• What is required: Please gather each line in the items below that contains the word "above", and copy those lines out unchanged.

• Source data:
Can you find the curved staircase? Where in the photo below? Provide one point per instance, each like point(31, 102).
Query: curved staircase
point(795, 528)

---

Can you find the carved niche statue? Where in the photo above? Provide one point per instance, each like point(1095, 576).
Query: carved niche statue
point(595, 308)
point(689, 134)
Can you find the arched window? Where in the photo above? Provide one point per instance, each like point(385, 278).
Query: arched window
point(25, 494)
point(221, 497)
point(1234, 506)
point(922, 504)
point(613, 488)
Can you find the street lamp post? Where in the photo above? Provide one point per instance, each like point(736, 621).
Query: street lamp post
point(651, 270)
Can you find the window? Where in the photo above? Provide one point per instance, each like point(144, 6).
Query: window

• Result of this exercise:
Can you find the carved niche statue? Where in the photo above? Provide one point per instance, each like point(1095, 576).
Can you find the arched window? Where in the photo above? Provide one point per instance, each like point(385, 278).
Can you find the street lamp post? Where in the photo above? Provide one point per instance, each like point(736, 621).
Can you find the window? Where in the photo above? Provide one point per instance, each like point(144, 6).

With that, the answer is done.